What you are asked to do
Search term "coffee": copy each line of the records that contains it.

Input
##############################

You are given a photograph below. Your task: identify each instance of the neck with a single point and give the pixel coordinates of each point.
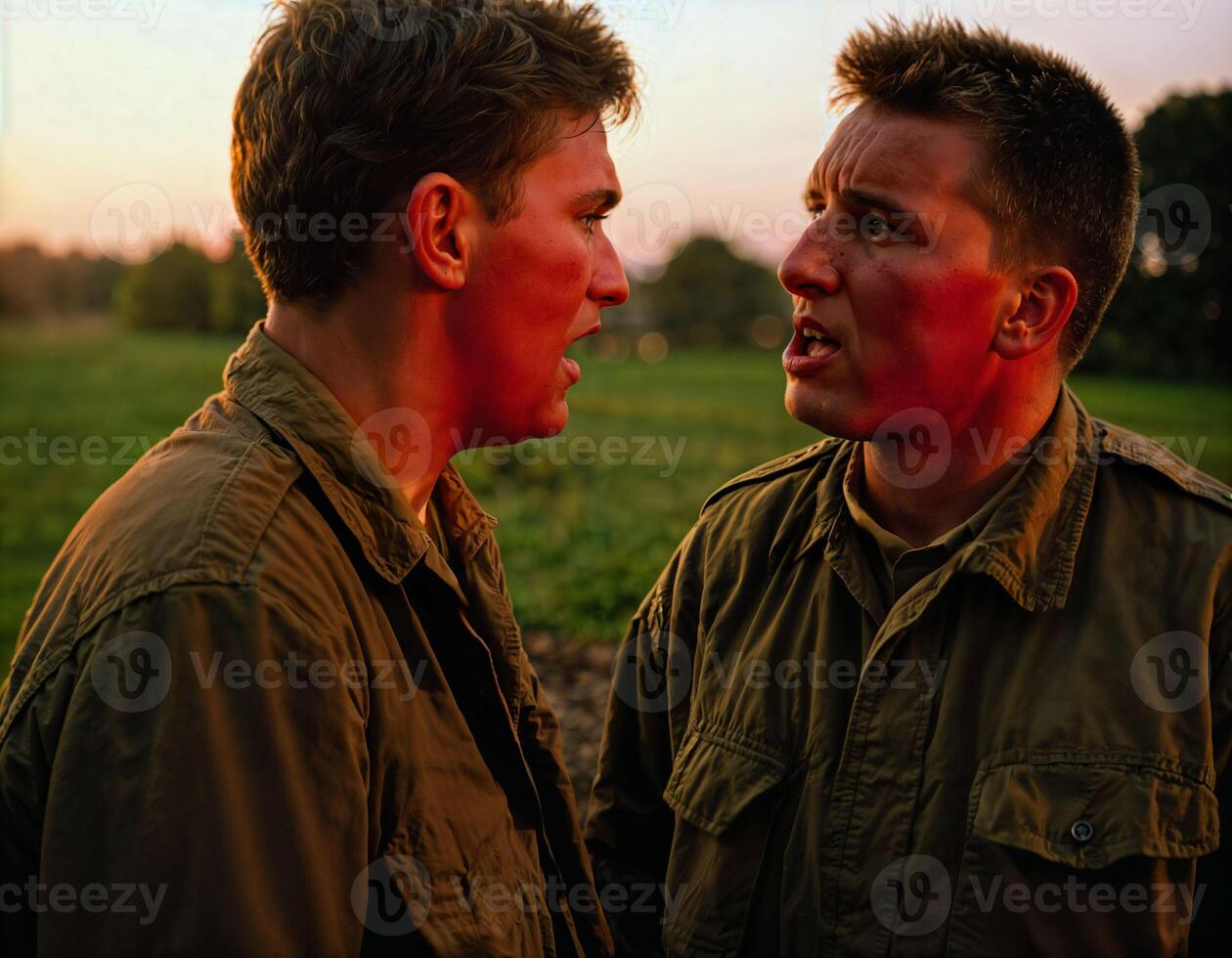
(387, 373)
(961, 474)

##############################

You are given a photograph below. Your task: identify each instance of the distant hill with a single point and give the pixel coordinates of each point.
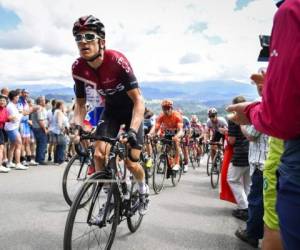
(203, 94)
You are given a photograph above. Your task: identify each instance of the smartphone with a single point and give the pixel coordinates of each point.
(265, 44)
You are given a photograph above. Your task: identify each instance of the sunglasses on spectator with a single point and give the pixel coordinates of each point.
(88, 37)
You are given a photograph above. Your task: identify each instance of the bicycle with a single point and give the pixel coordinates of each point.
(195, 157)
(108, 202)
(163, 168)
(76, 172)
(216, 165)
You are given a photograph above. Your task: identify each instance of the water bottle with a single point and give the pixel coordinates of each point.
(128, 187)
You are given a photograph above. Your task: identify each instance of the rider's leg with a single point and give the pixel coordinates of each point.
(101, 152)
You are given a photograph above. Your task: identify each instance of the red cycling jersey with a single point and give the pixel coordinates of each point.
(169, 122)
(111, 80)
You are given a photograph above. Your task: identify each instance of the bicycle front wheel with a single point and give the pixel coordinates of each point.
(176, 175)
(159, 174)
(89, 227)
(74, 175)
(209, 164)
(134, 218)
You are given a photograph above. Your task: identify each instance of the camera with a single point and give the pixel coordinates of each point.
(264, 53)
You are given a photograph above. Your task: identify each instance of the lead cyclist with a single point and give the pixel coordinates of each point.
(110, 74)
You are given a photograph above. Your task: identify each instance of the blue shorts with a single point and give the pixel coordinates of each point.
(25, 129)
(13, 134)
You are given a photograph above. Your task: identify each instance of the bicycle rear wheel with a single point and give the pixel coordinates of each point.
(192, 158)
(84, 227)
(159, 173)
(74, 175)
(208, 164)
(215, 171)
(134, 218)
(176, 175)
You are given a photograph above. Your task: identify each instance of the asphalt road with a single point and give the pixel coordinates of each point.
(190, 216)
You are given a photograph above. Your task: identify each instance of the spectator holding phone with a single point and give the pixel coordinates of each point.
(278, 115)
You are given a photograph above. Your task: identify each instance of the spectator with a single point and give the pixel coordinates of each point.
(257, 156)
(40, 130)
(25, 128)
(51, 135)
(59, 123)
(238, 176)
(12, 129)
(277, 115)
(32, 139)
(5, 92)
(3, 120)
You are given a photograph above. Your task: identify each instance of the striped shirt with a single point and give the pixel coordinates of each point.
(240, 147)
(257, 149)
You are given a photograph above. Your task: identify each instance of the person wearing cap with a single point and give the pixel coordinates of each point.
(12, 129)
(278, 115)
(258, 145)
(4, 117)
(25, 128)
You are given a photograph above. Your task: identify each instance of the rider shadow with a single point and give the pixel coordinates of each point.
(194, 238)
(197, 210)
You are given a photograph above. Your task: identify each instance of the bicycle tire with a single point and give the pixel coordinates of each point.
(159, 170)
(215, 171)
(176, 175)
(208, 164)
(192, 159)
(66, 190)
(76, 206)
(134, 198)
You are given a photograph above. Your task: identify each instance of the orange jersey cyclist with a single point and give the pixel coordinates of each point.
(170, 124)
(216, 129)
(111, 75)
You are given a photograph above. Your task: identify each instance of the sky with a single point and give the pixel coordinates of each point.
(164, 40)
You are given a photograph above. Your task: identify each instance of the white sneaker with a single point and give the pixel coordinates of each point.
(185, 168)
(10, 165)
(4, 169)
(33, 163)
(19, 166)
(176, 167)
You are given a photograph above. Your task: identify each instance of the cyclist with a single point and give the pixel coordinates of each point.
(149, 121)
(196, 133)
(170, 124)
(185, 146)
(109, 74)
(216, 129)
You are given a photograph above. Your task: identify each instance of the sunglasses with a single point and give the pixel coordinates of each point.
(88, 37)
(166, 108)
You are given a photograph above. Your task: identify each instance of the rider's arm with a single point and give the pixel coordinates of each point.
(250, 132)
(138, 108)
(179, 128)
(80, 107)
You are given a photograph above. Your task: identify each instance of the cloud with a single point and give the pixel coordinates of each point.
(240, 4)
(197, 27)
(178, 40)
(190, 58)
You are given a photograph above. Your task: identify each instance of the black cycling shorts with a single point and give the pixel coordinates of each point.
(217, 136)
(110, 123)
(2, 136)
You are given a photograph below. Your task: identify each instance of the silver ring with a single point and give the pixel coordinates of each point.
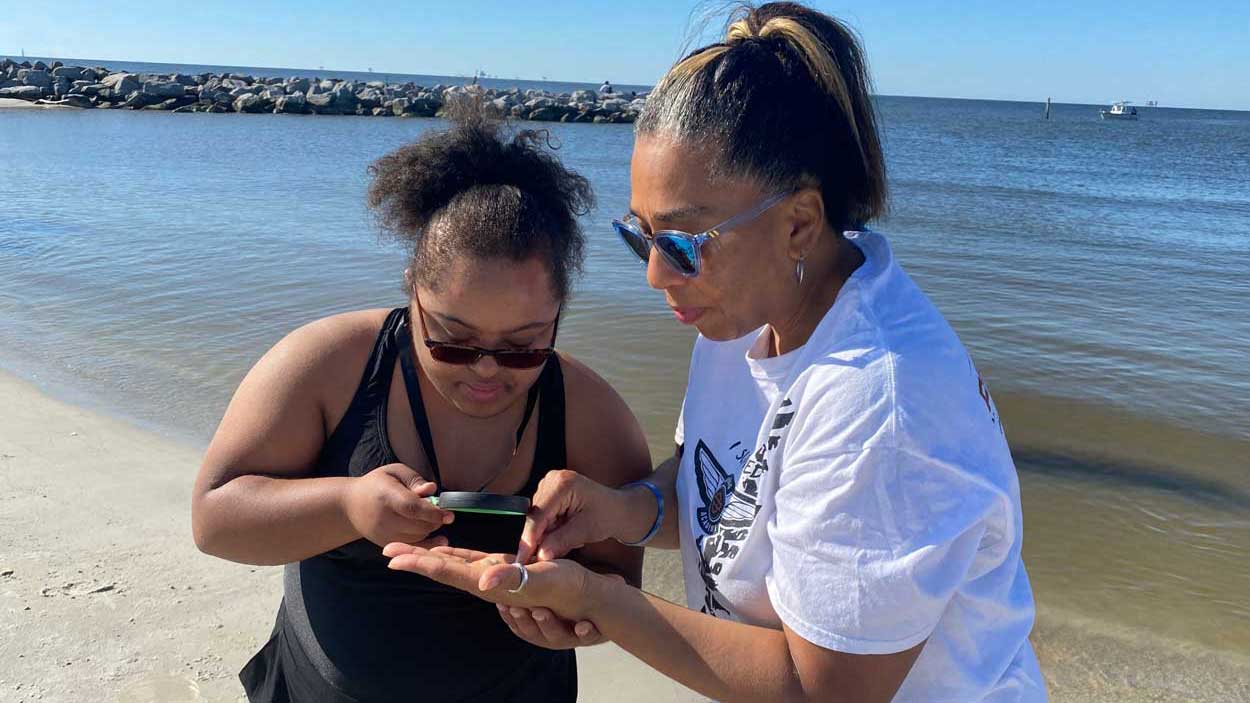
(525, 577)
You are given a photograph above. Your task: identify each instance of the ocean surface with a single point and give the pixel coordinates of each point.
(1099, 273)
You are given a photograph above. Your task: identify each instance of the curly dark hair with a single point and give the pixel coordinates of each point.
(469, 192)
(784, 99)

##############################

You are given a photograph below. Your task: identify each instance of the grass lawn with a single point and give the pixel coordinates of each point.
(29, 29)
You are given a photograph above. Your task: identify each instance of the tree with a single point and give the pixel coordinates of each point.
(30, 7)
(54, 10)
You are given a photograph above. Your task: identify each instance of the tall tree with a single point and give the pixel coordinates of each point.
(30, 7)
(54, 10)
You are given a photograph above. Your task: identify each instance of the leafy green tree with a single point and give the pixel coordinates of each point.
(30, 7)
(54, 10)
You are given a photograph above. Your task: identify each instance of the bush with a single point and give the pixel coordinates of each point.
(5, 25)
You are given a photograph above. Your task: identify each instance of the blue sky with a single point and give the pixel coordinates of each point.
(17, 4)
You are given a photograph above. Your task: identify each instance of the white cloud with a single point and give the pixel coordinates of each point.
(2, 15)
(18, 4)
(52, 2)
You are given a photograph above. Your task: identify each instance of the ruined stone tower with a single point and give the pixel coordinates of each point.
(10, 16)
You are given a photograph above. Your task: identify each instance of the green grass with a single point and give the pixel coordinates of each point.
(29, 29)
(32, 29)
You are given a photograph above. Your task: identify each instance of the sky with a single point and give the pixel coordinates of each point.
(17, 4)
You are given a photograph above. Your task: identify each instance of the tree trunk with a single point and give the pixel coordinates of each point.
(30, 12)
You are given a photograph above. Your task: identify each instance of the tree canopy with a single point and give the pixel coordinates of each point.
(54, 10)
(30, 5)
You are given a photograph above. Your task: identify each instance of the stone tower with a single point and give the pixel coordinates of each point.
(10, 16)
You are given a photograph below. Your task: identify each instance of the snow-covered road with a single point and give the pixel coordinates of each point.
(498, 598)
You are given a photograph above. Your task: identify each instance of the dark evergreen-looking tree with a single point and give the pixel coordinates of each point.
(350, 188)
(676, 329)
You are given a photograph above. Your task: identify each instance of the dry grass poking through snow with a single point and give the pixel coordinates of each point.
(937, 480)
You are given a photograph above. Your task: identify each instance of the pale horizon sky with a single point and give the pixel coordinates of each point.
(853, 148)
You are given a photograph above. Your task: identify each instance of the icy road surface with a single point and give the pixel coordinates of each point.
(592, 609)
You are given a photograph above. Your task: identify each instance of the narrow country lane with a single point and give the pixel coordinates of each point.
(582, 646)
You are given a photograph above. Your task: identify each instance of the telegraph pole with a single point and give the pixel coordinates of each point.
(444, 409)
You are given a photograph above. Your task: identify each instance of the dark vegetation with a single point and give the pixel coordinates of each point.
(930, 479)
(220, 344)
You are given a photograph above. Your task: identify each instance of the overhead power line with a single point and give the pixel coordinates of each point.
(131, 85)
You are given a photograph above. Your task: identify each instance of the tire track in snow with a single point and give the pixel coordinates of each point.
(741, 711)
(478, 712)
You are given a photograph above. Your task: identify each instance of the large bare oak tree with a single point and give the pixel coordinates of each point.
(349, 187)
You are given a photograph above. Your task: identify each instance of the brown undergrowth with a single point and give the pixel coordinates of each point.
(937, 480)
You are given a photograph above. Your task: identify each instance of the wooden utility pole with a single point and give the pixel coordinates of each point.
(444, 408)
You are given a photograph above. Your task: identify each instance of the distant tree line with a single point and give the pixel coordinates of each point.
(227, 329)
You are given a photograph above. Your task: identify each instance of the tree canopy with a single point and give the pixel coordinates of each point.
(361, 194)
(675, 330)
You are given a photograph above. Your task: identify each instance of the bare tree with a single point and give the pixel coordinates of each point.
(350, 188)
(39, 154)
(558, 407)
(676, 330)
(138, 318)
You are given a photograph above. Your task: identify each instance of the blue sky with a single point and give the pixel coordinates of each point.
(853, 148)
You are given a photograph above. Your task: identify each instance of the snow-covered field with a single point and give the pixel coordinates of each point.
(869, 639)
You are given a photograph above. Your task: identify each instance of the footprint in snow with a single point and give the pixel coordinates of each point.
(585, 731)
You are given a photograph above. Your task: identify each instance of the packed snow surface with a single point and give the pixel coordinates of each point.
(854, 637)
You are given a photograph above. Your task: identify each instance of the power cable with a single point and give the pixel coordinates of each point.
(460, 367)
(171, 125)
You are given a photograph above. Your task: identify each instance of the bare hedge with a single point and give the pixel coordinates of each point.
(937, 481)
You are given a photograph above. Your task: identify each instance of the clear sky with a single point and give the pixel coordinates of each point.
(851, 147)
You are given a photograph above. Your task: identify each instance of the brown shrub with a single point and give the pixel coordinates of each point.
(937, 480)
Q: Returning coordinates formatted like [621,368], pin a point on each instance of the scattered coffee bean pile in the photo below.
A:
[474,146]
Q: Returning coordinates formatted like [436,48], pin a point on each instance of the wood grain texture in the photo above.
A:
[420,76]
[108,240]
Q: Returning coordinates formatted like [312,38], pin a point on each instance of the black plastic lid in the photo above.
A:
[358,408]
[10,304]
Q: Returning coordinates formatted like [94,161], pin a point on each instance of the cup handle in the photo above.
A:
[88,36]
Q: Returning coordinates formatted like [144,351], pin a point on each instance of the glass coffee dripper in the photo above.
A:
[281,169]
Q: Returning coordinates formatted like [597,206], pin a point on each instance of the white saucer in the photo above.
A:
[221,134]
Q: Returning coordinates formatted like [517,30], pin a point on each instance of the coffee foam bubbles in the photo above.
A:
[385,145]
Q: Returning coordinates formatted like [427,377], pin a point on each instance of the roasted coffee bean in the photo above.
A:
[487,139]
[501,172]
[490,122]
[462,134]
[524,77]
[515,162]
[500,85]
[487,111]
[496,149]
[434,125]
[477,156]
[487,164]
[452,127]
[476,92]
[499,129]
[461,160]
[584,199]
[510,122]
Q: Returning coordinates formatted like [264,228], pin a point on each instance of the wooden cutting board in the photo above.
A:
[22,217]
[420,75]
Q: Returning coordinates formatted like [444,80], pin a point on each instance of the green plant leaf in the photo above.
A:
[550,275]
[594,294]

##############################

Task output
Q: Returning coordinates formatted like [621,368], pin a point on each instance of the scattered coffee bean pile in the photo below.
Q: Returning coordinates formatted like [144,351], pin a point on each instance of the glass coffee dripper in the photo above.
Q: Returning coordinates formatted like [517,30], pin a point on each instance of the coffee foam bubbles in the photo above.
Q: Returning coordinates formatted like [427,377], pin a point on each instance of the roasted coffee bean in the photo above.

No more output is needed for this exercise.